Für welchen Gesamtbetrag hat die Beklagte laut Textauszug Wertpapiere für den Kläger gekauft?

## Textauszug:
______

Der Wert des Streitgegenstandes beträgt € 16.600.
Gründe
I.
Der Kläger trat im März 2006 an die Beklagte heran, um sich betreffend die Anlage
seiner Ersparnisse beraten zu lassen. Die Beklagte eröffnete ein Depot für den Kläger
und fertigte über das Gespräch vom 31.03.2006 zwei Unterlagen an. Zum einen erhob
sie auf einem mit „Dokumentation der Kundenangaben“ überschriebenen Formular
dessen Kenntnisse und Erfahrungen, wirtschaftliche Verhältnisse, Anlageziele und
Risikobereitschaft und ließ sich dies Papier durch den Kläger unterzeichnen. Ferner
fertigte die Beklagte eine Dokumentation über den Inhalt des Beratungsgespräches,
welche der Kläger nicht unterzeichnete. Die Beklagte erwarb für den Kläger sodann am
31.03.2006 und 07.12.2006 Wertpapiere für insgesamt etwa € 83.000, und zwar variabel
verzinsliche Anleihen der …-Bank ohne feste Laufzeitbegrenzung.

______

## Datenauszug:

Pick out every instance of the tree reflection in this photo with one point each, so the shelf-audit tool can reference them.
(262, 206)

______

## Lösung:
Für insgesamt etwa € 83.000.